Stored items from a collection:
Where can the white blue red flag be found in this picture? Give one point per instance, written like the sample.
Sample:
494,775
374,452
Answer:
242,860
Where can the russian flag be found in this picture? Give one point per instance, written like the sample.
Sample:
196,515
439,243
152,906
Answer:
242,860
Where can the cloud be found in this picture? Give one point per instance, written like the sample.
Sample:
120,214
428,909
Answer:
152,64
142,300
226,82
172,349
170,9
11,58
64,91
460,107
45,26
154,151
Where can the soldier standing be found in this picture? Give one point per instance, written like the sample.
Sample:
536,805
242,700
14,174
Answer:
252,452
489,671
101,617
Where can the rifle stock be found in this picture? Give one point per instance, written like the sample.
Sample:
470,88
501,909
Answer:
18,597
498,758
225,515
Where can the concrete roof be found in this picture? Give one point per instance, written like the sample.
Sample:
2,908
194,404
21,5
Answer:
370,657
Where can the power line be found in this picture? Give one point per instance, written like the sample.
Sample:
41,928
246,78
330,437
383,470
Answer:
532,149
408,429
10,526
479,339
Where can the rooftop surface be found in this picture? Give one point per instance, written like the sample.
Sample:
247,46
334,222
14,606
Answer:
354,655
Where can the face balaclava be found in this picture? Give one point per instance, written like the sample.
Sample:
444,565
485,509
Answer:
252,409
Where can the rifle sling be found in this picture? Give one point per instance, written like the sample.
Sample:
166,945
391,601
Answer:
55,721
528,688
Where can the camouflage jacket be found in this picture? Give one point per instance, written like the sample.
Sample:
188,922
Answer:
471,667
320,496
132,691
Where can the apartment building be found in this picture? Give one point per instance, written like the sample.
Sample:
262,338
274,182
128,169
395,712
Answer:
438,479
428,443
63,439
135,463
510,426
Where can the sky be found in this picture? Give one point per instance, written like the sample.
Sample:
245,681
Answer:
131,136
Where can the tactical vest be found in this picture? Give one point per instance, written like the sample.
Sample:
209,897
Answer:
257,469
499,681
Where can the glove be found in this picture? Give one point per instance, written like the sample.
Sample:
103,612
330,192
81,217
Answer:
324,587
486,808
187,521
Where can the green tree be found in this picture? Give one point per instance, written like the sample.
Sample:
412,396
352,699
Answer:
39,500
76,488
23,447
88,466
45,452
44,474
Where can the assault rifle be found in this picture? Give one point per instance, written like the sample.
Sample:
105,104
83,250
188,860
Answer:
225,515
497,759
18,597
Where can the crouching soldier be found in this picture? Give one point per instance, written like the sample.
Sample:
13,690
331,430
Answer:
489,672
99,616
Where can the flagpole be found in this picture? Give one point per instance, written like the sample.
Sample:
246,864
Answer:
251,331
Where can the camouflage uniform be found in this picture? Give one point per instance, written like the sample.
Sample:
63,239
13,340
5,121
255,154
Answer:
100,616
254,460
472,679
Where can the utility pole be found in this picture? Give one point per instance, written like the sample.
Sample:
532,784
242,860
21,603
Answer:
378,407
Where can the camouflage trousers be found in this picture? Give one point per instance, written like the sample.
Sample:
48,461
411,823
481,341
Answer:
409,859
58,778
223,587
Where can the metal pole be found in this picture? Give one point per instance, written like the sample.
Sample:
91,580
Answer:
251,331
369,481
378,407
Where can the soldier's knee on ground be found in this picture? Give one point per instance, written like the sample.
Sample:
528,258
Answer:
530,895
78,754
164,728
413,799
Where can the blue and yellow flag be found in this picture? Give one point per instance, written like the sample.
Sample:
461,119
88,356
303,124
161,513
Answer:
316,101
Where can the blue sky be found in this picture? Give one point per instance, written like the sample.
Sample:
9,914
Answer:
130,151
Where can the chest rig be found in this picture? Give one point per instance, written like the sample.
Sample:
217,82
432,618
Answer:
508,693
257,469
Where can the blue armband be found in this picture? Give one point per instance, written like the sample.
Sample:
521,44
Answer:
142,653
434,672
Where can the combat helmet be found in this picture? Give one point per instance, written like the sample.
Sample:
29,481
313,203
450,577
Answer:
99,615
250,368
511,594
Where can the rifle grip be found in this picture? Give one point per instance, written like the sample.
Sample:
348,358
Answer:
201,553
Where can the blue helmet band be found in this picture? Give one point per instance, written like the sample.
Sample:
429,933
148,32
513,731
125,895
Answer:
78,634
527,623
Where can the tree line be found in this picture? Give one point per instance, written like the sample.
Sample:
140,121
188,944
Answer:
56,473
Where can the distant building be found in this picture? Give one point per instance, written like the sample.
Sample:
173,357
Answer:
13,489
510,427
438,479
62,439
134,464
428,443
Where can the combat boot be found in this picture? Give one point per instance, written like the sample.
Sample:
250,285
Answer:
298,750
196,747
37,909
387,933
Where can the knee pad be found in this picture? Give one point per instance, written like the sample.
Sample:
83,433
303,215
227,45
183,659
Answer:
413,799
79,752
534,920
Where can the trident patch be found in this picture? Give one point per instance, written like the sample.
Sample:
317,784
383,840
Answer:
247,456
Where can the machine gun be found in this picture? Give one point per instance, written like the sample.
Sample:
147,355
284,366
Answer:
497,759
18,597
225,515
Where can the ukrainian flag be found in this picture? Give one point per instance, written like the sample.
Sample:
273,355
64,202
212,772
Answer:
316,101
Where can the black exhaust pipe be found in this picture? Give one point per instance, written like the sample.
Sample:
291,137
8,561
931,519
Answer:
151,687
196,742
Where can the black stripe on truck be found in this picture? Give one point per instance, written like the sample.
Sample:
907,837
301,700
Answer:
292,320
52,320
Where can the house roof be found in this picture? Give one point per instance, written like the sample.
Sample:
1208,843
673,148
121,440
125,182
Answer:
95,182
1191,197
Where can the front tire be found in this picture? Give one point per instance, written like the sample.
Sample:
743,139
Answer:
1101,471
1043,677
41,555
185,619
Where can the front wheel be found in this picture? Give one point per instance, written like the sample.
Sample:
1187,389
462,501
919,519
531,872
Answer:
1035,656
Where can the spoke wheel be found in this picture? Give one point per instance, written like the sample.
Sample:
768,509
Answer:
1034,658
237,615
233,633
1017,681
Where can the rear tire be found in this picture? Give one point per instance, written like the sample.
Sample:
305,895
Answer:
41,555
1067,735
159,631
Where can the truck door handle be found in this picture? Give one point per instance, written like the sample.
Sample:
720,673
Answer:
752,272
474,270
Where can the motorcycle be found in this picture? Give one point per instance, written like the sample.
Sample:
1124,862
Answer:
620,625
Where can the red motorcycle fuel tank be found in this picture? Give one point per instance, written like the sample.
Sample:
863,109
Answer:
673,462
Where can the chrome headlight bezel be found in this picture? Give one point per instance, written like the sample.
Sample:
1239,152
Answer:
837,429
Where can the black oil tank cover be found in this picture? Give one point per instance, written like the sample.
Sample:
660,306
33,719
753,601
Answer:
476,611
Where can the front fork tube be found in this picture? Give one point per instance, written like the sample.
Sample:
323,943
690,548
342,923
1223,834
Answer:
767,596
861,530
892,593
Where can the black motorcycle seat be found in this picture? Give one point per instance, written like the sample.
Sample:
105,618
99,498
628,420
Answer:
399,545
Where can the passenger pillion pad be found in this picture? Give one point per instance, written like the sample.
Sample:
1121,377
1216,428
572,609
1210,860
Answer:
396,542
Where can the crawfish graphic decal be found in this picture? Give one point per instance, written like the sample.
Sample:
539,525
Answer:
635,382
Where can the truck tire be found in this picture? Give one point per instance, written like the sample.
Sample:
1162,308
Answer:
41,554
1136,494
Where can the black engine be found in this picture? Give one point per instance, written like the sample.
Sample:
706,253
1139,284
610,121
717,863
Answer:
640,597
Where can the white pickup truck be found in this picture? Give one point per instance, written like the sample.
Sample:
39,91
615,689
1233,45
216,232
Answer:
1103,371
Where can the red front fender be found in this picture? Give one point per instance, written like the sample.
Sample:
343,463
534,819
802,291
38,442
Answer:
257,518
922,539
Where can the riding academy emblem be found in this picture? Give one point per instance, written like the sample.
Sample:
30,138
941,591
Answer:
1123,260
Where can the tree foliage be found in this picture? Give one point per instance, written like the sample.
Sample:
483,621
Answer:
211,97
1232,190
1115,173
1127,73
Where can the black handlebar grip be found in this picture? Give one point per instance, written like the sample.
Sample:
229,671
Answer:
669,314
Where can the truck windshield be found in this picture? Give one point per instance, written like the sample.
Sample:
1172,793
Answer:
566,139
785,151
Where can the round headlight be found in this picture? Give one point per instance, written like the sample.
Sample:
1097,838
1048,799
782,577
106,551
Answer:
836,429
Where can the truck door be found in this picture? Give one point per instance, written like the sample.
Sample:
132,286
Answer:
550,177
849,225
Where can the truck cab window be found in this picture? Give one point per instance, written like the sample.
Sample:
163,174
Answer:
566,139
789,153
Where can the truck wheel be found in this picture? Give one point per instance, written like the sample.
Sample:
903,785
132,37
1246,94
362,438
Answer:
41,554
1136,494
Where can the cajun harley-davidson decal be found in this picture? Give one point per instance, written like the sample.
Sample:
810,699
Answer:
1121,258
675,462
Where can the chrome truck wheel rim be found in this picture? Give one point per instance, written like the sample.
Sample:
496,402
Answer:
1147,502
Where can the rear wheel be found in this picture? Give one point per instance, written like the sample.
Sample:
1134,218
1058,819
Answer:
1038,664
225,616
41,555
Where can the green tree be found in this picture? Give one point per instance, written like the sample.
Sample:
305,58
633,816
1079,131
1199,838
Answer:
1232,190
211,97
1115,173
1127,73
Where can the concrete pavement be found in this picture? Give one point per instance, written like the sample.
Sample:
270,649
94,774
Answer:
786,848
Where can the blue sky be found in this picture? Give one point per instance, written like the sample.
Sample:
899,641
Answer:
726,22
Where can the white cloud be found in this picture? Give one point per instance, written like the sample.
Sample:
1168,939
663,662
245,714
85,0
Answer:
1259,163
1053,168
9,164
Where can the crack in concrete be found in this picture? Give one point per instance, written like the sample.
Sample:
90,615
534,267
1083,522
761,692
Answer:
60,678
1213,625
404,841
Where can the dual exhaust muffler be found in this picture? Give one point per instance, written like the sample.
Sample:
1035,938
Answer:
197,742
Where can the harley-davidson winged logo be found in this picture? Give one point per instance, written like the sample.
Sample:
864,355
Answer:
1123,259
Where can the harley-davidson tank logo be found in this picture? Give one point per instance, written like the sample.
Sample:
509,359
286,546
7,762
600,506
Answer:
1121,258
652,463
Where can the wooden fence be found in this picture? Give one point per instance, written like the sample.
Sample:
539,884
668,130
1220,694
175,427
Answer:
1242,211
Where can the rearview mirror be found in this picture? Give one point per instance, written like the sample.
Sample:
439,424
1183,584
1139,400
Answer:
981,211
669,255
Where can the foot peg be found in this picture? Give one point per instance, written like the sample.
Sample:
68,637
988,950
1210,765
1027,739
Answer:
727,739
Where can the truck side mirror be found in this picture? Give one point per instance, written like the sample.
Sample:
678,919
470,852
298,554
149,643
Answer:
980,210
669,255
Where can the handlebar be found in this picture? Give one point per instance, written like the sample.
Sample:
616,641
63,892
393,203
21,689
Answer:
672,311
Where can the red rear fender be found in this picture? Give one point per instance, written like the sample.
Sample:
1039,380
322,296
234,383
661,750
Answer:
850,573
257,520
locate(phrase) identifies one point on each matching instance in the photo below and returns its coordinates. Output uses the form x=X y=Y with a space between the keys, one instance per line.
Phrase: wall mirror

REQUIRED WORK: In the entries above, find each line with the string "logo" and copy it.

TASK SOLUTION:
Where can the harley-davidson winged logo be found in this picture? Give one point per instance, written like the sample.
Where can the harley-davidson tank logo be found in this picture? Give one point per instance, written like the sample.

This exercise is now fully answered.